─── Entries provided
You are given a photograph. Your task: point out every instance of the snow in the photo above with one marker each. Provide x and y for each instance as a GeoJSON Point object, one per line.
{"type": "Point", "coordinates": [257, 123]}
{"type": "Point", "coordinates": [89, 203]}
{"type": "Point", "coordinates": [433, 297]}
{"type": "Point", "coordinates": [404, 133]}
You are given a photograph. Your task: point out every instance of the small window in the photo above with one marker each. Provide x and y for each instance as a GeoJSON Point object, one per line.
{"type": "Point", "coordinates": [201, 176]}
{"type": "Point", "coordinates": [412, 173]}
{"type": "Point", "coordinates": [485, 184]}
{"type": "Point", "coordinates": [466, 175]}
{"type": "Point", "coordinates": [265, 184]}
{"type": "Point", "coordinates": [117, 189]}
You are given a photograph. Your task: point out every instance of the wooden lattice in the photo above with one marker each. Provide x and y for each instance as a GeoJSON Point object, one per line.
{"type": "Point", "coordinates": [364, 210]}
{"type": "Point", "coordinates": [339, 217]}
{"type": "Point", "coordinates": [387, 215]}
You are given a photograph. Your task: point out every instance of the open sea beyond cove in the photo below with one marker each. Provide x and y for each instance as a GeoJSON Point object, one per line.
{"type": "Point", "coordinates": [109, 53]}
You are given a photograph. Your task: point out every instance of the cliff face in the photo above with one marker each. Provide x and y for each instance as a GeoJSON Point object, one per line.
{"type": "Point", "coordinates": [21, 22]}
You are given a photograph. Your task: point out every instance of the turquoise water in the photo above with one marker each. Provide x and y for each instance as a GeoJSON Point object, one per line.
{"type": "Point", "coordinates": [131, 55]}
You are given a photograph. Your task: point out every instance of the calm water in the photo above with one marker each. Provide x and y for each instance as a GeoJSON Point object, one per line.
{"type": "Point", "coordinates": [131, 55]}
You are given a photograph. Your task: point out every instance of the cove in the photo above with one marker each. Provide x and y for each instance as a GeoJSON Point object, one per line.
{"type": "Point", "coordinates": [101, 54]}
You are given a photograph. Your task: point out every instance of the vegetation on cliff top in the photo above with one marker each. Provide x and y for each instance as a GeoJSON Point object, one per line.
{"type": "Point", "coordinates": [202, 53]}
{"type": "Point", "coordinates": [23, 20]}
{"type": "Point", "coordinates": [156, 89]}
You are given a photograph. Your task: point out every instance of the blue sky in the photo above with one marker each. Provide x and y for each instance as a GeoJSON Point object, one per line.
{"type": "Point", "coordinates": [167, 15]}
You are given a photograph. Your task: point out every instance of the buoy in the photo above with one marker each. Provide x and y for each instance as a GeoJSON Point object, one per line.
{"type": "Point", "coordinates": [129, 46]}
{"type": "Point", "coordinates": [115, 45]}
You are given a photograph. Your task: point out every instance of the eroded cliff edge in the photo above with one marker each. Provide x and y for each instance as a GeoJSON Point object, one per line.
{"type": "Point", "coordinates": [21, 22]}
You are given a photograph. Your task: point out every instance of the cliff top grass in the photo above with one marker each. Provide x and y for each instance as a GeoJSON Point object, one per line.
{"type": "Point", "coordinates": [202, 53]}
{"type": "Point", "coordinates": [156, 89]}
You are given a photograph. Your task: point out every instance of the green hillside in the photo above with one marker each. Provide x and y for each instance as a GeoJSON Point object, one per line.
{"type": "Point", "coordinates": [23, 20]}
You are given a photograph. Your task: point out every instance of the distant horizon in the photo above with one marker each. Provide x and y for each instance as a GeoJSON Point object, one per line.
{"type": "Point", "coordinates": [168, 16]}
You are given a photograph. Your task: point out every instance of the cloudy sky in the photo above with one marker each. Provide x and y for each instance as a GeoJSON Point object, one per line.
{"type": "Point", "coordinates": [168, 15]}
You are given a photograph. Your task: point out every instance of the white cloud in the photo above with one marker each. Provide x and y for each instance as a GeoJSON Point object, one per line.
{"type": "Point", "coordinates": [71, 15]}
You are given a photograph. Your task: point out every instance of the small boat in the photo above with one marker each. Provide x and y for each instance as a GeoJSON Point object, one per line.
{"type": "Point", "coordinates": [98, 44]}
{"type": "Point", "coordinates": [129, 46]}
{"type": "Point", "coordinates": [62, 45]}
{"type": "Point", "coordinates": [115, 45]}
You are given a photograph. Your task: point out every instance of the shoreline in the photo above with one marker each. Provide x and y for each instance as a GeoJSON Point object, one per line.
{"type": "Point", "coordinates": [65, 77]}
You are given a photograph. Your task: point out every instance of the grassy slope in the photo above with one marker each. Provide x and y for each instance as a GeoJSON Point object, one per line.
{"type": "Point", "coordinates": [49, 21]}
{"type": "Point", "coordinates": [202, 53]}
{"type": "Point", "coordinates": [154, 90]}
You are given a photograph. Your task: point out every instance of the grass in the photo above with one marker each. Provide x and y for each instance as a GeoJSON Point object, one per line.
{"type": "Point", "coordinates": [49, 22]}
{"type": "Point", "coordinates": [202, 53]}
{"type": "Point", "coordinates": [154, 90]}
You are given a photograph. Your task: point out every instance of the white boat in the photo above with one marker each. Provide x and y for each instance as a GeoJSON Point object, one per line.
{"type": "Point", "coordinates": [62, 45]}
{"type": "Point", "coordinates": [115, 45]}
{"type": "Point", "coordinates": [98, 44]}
──────
Work instructions — Could you give the data above again with every "marker" replaced by "pin" and nothing else changed?

Solution for this exercise —
You are given a photograph. Your task: point out every instance of the snow in the photo above with one pin each. Provide x and y for each instance as a GeoJSON Point object, one per line.
{"type": "Point", "coordinates": [257, 123]}
{"type": "Point", "coordinates": [89, 203]}
{"type": "Point", "coordinates": [433, 297]}
{"type": "Point", "coordinates": [404, 133]}
You are given a photograph. Your task: point out every instance of the small window in the photo above with one pin each. Provide x and y for each instance as a GeoJSON Point object, one per line.
{"type": "Point", "coordinates": [201, 176]}
{"type": "Point", "coordinates": [412, 173]}
{"type": "Point", "coordinates": [485, 184]}
{"type": "Point", "coordinates": [466, 175]}
{"type": "Point", "coordinates": [265, 184]}
{"type": "Point", "coordinates": [117, 189]}
You are given a photograph. Your task: point out every instance of the wooden lattice in the photo above with one pin each. Provide x and y for each instance as a GeoJSON Point object, one per line.
{"type": "Point", "coordinates": [364, 210]}
{"type": "Point", "coordinates": [339, 217]}
{"type": "Point", "coordinates": [387, 215]}
You are given a photograph. Your task: point out every instance of the open sea beyond cove in the photo below with one pin each. Provide x and y for each instance as a GeoJSON Point object, one per line.
{"type": "Point", "coordinates": [109, 53]}
You are given a photograph. Your task: point out every instance of the cliff face in the photo above with one pin each. Provide x and y for each instance as a GeoJSON Point object, one per line.
{"type": "Point", "coordinates": [21, 22]}
You are given a photograph. Your task: point out every instance of the turquoise water in the photo above with one pin each. Provide x and y for each instance as a GeoJSON Point object, one per line.
{"type": "Point", "coordinates": [131, 55]}
You are given a photograph. Your task: point out every instance of the calm water in the photo above with one pin each. Provide x and y for each instance as a GeoJSON Point object, one per line.
{"type": "Point", "coordinates": [131, 55]}
You are given a photograph. Your task: point out every instance of the cove in the photo above with one pin each. Provide x and y for each instance as a GeoJSON Point object, one per line.
{"type": "Point", "coordinates": [101, 54]}
You are given a photograph. Your task: point out every instance of the vegetation on cliff top in the photo above with one pin each. Provide x and y for each instance as a GeoJSON Point object, one per line.
{"type": "Point", "coordinates": [202, 53]}
{"type": "Point", "coordinates": [23, 20]}
{"type": "Point", "coordinates": [156, 89]}
You are given a photograph. Your task: point out every instance of the blue sky in the photo above with one pin each. Provide x and y for each instance as a GeoJSON Point object, one per line.
{"type": "Point", "coordinates": [167, 15]}
You are given a photograph. Your task: point out every instance of the buoy in the photo above with one pin each. Provide x and y for each instance as a GeoJSON Point object, one per line.
{"type": "Point", "coordinates": [129, 46]}
{"type": "Point", "coordinates": [115, 45]}
You are given a photograph. Your task: point out every instance of the eroded cliff edge in the photo above with one pin each. Provide x and y for each instance as a GeoJSON Point object, one per line.
{"type": "Point", "coordinates": [21, 22]}
You are given a photograph. Your task: point out every instance of the cliff top grass in the photo above with one pin each. Provide x and y for each instance as a GeoJSON Point object, one per line.
{"type": "Point", "coordinates": [202, 53]}
{"type": "Point", "coordinates": [156, 89]}
You are given a photograph. Your task: point out every instance of the green hillside in the photo above with one pin each. Provide x and y for each instance as a GeoJSON Point object, one per line.
{"type": "Point", "coordinates": [23, 20]}
You are given a photograph. Your task: point out every instance of the distant horizon in the photo above with one pin each. Provide x and y for each instance as a GeoJSON Point object, one per line.
{"type": "Point", "coordinates": [168, 16]}
You are given a photograph. Your task: point out every instance of the cloudy sky in the photo above with one pin each. Provide x and y for each instance as a GeoJSON Point object, one per line.
{"type": "Point", "coordinates": [168, 15]}
You are given a photograph. Your task: point out every instance of the white cloud in the photo above with one pin each. Provide x and y for each instance as a GeoJSON Point object, one per line.
{"type": "Point", "coordinates": [71, 15]}
You are given a photograph. Your task: point out every instance of the small boat in the photo above with one pin each. Provide x and y for each instance as a GeoJSON Point object, one per line.
{"type": "Point", "coordinates": [98, 44]}
{"type": "Point", "coordinates": [129, 46]}
{"type": "Point", "coordinates": [62, 45]}
{"type": "Point", "coordinates": [115, 45]}
You are given a photograph. Your task: point out every instance of the shoreline in the photo above with one pin each. Provide x and y for each instance as a GeoJSON Point object, one per line.
{"type": "Point", "coordinates": [65, 77]}
You are given a photograph. Your task: point out every instance of the grassy slope in the photo above with one pin each. Provide x and y for each instance as a GeoJSON Point object, one per line.
{"type": "Point", "coordinates": [49, 21]}
{"type": "Point", "coordinates": [202, 53]}
{"type": "Point", "coordinates": [154, 90]}
You are given a photograph. Your task: point out every instance of the grass in the photo above with one pin each. Provide x and y for each instance as a GeoJSON Point object, one per line.
{"type": "Point", "coordinates": [49, 22]}
{"type": "Point", "coordinates": [202, 53]}
{"type": "Point", "coordinates": [154, 90]}
You are given a photograph. Your task: point out every instance of the white boat in the photo above with one pin each. Provide x and y for each instance as a GeoJSON Point object, one per line.
{"type": "Point", "coordinates": [62, 45]}
{"type": "Point", "coordinates": [115, 45]}
{"type": "Point", "coordinates": [98, 44]}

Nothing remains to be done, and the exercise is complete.